Provided text>
This is a meeting of two teams without a league title between them in the past five years. But it still feels a more emotionally significant rivalry than Liverpool and Manchester City, whatever the relative strengths of those two teams. With good reason too. Between them United and Liverpool have won a third of all English league titles. They have defined themselves against one another, sketched out their periods of success and relative decline.

It is this sense of conjoined fates that adds an extra glaze of interest to Sunday’s meeting. For the first time in a quarter century Liverpool are unarguably and demonstrably in the ascendant on almost every score. If not quite on the perch, they are hungrily staking it out, top of the league and last season’s Champions League finalists, while United are as close points-wise to the relegation spots as they are to the top.

Material shown>
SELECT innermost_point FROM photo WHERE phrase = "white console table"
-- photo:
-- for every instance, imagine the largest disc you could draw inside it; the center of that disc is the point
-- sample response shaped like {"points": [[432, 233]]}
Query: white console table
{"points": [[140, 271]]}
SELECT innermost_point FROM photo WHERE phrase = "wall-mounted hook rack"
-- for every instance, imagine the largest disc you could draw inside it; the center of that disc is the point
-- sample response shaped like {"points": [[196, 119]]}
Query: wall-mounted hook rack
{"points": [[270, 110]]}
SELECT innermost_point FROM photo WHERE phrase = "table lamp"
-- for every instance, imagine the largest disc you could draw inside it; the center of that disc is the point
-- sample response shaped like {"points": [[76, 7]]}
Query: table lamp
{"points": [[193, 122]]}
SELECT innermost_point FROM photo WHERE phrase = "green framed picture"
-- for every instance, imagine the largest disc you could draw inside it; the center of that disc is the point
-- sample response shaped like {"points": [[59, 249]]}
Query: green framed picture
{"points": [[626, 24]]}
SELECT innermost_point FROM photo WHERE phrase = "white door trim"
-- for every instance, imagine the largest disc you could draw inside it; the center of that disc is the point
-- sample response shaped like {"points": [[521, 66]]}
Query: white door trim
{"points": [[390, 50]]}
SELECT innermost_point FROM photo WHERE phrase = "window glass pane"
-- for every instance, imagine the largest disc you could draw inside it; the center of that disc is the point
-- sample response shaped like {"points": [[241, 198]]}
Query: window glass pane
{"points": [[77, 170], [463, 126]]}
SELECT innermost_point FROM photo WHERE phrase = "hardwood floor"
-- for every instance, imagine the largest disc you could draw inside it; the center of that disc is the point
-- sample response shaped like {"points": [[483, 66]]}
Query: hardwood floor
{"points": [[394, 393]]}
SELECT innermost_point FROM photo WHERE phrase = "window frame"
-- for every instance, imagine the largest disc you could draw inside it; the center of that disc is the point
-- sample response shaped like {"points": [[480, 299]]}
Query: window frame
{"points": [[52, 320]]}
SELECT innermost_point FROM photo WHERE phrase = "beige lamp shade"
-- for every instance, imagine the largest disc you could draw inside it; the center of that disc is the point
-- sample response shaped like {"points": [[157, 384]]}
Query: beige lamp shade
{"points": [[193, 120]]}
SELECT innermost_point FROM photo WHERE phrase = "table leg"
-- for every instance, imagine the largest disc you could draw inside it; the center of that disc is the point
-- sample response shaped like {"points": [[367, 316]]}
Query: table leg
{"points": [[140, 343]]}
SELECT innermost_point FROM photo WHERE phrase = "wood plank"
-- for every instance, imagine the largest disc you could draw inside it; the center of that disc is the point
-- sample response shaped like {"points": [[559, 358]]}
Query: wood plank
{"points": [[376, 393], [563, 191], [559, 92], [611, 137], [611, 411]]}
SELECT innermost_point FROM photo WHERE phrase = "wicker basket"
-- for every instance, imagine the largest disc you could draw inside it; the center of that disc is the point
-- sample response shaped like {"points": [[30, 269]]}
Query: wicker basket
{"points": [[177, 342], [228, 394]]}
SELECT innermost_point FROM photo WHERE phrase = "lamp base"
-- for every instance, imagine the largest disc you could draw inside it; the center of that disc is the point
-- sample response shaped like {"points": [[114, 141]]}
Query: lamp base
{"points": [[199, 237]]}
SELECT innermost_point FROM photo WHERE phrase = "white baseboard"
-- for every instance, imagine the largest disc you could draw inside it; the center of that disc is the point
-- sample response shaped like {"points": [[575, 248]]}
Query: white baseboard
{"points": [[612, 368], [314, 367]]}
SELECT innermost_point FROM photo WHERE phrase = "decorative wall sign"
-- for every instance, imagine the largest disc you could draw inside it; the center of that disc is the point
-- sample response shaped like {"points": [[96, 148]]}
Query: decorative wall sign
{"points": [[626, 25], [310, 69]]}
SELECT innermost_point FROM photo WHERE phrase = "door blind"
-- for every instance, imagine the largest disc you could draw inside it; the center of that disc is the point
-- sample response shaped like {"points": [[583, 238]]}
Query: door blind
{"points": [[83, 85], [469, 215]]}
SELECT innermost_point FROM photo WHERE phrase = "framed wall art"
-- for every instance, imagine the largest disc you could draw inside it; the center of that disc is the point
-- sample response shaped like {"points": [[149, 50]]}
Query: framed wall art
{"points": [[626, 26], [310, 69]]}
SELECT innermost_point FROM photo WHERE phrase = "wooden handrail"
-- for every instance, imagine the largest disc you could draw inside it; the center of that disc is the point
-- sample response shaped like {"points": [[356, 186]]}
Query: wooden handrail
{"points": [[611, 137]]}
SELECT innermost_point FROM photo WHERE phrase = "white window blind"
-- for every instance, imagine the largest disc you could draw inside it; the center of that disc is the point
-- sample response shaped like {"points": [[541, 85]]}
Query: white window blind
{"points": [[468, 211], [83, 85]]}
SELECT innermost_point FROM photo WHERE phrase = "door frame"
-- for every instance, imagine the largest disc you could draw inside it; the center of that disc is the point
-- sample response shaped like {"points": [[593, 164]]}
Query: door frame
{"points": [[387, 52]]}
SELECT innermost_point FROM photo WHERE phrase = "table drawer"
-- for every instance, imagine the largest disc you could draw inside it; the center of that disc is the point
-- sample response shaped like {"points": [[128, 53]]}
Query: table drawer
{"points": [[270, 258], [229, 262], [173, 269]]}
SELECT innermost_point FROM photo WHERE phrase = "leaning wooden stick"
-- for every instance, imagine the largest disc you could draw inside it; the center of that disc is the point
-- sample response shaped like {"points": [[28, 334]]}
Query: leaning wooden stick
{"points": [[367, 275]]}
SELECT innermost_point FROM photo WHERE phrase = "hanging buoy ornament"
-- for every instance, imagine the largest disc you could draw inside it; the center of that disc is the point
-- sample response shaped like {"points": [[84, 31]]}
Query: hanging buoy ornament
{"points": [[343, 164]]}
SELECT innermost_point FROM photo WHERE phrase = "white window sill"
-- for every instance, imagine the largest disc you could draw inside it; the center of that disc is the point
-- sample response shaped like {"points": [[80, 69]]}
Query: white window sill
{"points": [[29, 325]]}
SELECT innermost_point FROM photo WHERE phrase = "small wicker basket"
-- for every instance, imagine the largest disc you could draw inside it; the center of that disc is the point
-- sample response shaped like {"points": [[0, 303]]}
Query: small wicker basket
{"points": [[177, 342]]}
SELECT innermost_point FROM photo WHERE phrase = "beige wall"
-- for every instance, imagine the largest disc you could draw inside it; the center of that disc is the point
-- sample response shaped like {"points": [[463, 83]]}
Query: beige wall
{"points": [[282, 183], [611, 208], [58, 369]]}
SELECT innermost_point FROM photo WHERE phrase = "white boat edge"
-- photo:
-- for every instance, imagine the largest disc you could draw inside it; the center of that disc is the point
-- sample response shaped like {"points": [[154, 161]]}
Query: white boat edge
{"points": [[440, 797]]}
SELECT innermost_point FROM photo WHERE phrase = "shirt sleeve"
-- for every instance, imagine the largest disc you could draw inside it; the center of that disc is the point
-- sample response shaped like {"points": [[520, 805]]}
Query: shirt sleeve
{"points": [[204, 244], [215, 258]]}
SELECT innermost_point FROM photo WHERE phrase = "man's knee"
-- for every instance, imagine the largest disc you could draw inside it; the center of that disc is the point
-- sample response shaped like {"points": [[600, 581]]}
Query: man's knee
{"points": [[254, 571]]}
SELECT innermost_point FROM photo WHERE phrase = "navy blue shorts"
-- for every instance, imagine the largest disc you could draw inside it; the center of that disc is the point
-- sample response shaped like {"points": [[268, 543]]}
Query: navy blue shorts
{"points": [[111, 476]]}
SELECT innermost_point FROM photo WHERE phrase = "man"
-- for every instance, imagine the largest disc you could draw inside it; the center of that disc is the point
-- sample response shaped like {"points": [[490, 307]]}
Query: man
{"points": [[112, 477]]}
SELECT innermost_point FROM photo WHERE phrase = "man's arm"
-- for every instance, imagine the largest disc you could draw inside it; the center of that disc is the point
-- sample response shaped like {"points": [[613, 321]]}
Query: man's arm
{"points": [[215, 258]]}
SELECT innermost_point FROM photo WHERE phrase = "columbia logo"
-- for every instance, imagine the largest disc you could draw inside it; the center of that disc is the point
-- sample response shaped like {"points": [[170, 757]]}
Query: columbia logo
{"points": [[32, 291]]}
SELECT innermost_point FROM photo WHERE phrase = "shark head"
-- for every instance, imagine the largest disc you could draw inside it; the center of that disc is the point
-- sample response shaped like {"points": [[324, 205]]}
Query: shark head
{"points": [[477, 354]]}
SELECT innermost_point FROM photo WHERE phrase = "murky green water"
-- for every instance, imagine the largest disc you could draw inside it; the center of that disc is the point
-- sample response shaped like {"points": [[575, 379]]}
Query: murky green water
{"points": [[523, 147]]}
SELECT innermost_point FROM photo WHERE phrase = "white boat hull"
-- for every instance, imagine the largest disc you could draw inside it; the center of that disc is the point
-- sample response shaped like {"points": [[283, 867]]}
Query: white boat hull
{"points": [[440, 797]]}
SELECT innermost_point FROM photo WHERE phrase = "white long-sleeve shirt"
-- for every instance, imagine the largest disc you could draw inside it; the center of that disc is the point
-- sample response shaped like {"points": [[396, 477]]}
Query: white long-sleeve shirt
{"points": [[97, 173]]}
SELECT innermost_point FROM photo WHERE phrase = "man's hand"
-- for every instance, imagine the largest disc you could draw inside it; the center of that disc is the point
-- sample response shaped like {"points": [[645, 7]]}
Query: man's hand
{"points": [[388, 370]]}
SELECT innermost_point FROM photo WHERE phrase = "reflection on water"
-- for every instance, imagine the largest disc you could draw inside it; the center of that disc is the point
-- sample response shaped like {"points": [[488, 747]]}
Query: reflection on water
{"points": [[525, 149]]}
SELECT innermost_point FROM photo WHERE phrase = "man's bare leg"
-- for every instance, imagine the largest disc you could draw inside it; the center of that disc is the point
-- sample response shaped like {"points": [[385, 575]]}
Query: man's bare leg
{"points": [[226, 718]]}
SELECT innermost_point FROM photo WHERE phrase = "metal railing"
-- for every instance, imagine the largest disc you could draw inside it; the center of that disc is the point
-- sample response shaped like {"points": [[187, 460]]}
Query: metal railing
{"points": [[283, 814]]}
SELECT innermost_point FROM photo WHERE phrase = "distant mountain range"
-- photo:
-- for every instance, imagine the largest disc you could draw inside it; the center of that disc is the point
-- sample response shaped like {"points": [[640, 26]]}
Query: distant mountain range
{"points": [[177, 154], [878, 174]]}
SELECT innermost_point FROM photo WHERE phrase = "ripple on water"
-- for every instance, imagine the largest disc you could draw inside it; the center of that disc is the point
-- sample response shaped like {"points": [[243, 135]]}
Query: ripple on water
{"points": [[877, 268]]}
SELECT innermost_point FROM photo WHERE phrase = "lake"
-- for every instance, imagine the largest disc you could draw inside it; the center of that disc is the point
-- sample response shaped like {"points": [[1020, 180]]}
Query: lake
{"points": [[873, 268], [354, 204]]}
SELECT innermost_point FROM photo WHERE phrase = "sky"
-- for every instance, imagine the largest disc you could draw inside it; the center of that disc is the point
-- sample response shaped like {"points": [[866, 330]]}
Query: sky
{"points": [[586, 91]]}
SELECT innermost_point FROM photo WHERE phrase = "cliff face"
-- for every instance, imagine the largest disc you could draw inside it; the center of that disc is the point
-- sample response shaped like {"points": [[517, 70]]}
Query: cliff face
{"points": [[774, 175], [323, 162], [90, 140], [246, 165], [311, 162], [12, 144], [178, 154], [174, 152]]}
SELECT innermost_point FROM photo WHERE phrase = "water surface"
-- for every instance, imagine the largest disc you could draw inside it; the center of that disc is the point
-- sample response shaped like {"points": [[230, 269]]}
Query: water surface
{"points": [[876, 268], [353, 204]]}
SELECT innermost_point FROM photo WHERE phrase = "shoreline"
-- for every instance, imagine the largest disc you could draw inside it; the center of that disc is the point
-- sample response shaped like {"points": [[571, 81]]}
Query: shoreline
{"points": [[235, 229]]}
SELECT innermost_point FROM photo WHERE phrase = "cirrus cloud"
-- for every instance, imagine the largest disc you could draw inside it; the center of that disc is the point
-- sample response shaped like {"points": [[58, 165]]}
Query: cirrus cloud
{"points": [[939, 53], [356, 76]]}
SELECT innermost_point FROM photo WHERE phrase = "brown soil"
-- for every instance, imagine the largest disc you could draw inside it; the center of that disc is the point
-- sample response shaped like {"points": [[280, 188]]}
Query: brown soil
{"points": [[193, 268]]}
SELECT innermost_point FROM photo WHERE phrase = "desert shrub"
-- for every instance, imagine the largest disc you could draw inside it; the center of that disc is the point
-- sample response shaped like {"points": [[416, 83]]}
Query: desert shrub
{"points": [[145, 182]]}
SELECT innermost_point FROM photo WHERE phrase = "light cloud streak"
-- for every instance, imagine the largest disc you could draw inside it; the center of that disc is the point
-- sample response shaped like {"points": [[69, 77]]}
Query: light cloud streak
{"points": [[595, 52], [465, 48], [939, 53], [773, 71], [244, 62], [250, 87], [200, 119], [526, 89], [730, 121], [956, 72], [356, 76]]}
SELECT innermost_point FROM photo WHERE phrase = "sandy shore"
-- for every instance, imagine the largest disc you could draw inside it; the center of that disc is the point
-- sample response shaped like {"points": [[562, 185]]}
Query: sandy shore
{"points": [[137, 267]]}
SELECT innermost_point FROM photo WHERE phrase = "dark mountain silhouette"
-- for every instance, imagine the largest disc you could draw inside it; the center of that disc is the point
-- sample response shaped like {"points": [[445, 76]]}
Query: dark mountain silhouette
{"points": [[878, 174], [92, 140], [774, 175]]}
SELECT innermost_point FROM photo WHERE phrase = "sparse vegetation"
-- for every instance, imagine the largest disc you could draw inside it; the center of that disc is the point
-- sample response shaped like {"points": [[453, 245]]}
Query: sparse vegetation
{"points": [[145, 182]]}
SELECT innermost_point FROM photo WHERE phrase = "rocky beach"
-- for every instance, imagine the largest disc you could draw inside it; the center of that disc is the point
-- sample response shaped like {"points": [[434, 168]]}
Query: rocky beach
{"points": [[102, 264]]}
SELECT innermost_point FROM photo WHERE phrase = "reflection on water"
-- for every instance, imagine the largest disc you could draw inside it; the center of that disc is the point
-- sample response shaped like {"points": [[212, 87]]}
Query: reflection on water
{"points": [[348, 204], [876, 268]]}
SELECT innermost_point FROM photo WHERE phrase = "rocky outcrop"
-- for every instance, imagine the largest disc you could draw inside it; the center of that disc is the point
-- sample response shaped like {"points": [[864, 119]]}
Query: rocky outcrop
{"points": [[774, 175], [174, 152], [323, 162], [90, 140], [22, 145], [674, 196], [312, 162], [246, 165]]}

Short exercise 1> In the rivalry passage, what share of all English league titles have United and Liverpool won between them?
Short exercise 2> Copy everything in the rivalry passage from "This is a meeting" down to "to the top.".
Rely only on the rivalry passage for what follows.

Complete answer 1> A third of all English league titles.

Complete answer 2>
This is a meeting of two teams without a league title between them in the past five years. But it still feels a more emotionally significant rivalry than Liverpool and Manchester City, whatever the relative strengths of those two teams. With good reason too. Between them United and Liverpool have won a third of all English league titles. They have defined themselves against one another, sketched out their periods of success and relative decline.

It is this sense of conjoined fates that adds an extra glaze of interest to Sunday’s meeting. For the first time in a quarter century Liverpool are unarguably and demonstrably in the ascendant on almost every score. If not quite on the perch, they are hungrily staking it out, top of the league and last season’s Champions League finalists, while United are as close points-wise to the relegation spots as they are to the top.